● Challenge
Return all of the lines below exactly as they are.

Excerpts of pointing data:

┌──

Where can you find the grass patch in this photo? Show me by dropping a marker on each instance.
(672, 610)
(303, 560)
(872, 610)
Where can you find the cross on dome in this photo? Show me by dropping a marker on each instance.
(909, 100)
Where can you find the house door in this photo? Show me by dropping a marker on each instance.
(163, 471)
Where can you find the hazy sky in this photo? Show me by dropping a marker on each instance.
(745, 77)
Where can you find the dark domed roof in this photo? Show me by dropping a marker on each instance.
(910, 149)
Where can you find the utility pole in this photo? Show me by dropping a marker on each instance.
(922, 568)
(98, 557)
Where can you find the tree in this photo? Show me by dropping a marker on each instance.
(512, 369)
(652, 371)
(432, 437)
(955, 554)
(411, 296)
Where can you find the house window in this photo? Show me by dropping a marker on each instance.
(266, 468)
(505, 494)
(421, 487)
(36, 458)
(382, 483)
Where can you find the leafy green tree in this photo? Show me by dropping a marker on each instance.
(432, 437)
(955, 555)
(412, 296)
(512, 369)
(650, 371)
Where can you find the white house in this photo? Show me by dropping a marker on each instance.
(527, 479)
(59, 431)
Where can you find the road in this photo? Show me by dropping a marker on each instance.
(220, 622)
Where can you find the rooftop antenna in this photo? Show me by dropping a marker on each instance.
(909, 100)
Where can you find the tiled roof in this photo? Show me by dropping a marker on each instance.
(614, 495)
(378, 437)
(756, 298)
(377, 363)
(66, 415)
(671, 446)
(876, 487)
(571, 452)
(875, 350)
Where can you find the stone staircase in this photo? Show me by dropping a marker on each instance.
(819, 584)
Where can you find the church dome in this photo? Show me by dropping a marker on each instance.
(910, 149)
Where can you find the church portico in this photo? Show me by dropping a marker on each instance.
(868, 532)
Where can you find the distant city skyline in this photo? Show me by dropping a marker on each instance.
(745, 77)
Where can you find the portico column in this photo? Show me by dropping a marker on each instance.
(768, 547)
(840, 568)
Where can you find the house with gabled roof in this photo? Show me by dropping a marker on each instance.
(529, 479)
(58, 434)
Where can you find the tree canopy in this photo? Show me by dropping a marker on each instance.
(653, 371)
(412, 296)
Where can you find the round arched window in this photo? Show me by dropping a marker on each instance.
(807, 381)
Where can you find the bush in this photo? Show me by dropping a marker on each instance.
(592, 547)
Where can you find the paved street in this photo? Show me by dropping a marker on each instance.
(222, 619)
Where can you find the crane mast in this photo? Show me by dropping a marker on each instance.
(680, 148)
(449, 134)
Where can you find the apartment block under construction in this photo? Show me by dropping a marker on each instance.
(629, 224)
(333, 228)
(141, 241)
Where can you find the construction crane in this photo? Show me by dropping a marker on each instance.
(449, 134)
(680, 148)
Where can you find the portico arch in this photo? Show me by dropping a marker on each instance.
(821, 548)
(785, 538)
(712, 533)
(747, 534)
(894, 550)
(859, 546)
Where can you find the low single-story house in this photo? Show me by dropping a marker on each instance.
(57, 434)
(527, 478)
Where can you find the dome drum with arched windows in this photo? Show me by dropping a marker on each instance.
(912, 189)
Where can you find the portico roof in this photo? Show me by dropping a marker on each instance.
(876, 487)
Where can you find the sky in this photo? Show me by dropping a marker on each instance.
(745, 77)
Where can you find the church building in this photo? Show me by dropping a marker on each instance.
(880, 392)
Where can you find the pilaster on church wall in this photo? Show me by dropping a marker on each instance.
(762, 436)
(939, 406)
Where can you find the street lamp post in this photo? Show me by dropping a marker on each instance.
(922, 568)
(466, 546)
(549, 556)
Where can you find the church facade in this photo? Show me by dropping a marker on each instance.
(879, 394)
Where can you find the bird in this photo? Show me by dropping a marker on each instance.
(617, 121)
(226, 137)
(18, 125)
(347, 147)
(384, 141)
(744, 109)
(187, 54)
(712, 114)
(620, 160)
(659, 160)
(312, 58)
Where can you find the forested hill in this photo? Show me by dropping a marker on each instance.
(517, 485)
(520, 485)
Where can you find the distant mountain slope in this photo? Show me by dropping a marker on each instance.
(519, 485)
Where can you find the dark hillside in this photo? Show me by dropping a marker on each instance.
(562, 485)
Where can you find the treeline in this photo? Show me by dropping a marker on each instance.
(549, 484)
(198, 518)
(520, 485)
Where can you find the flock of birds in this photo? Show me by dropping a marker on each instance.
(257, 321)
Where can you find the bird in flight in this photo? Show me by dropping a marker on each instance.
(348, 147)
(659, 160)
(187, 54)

└──

● Answer in full
Where can you find the grass patch in this photo? Show me by dropping a marker on each instance.
(672, 610)
(303, 560)
(872, 610)
Where can you find the cross on dome in this photo? Show me by dropping a marker on each instance.
(909, 100)
Where can you find the house door in this photo? Show me by dropping a marker on each instance.
(163, 471)
Where can you find the hazy sky in this photo? Show me by dropping a marker on each instance.
(745, 77)
Where can you find the dark domed roof in this photo? Show me by dropping a marker on each instance.
(910, 149)
Where can you find the utility pole in this photo? Show me by dropping a marker on each instance.
(922, 568)
(98, 557)
Where can you find the tree in this photo? Show me by dropping a marker on each instance.
(512, 369)
(652, 371)
(432, 437)
(955, 554)
(411, 296)
Where can you find the house window in this photo? Show me by dropping a marker on each instance.
(266, 468)
(505, 494)
(421, 487)
(36, 458)
(382, 483)
Where can you find the leafy green tree in this photo? Show me by dropping a marker on each instance.
(432, 437)
(955, 555)
(412, 296)
(512, 369)
(650, 371)
Where can you find the white house in this photo? Show me by dropping a marker on each instance.
(527, 479)
(59, 431)
Where can you find the road in this photo? Show me by dropping a marker on each instance.
(220, 622)
Where can you find the rooftop antenna in this photo? Show me by dropping a marker on each instance.
(909, 100)
Where can you find the tiled roof in this photo? Show me by dropping a marker on each instance.
(614, 495)
(378, 437)
(756, 298)
(377, 363)
(66, 415)
(671, 446)
(876, 487)
(571, 452)
(875, 350)
Where can you find the stone staircase in this photo? Show me by dropping a marker on each instance.
(819, 584)
Where can you find the church dome in this photo? Show me by dropping a marker on each instance.
(910, 149)
Where can you find the church portico in this photo? Show me by dropping a marker on each instance.
(868, 532)
Where can you find the distant city skyline in this photo? Show me by dropping a marker on each instance.
(745, 77)
Where can you find the portico column in this photo? Show me by dropping a marker on each instance.
(768, 547)
(840, 568)
Where can you find the house with gabled roof in this photo? Show me by dropping a marker on each instance.
(529, 479)
(58, 434)
Where can you find the tree canopy in this photo? Show me by dropping a marker on each instance.
(653, 371)
(412, 296)
Where can you find the round arched window in this photo? Show me by dropping a marker on each instance.
(807, 381)
Where can you find the bush in this photo? Show me by dropping a marker on each instance.
(592, 547)
Where can you find the paved street in this photo? Show me by dropping a marker on each instance.
(222, 619)
Where can you find the crane mast in this photo? Show me by dropping a marker on each instance.
(680, 148)
(449, 134)
Where can you find the apartment block under construction in this photo? Show me by dropping a marker on each instance.
(629, 224)
(333, 228)
(141, 241)
Where can you find the construction crane in this photo? Show me by dropping a marker on each instance.
(449, 134)
(680, 148)
Where can you find the portico arch in this photo? Show me by dropping a marker on each instance.
(821, 548)
(785, 538)
(712, 533)
(747, 534)
(894, 550)
(859, 546)
Where can you find the low single-story house in this photo? Show me by dropping a marker on each instance.
(57, 434)
(527, 478)
Where can you find the dome drum with arched windows in this photo? Show me by dropping a marker on each instance.
(912, 189)
Where can you find the portico roof in this photo? Show me by dropping a marker on each instance.
(876, 487)
Where can you find the sky in this photo? Show me by dropping a marker on each instance.
(745, 77)
Where can you find the church building in this photo? Show me by dropping a marker on each instance.
(880, 392)
Where can you find the pilaster on church wall in this photo? Show me by dropping a marker on each instance.
(762, 436)
(939, 406)
Where can you find the street lamp post in this photo? Show me by dropping a marker on each instance.
(922, 568)
(466, 546)
(549, 556)
Where can you find the church facade in this photo? Show me by dropping a marker on each instance.
(879, 394)
Where can you find the bird in this photo? Show me by dropping a marker on each instance.
(617, 121)
(226, 137)
(18, 125)
(347, 147)
(384, 141)
(744, 109)
(187, 54)
(712, 114)
(620, 160)
(659, 160)
(312, 58)
Where can you find the forested hill in this photo? Show me by dropping a marker on each instance.
(517, 485)
(520, 485)
Where can you find the distant mountain slope in this photo? Show me by dropping a marker on each instance.
(519, 485)
Where can you find the dark hillside in this photo? Show me by dropping a marker on each instance.
(562, 485)
Where can you find the treeline in this photo? Show me by dropping a marker on each instance.
(549, 484)
(198, 518)
(520, 485)
Where can you find the flock of birds in this photo? Show me by dropping a marker on each instance.
(257, 321)
Where can you find the bird in flight in this photo? Show me by dropping a marker on each instance.
(348, 147)
(659, 160)
(187, 54)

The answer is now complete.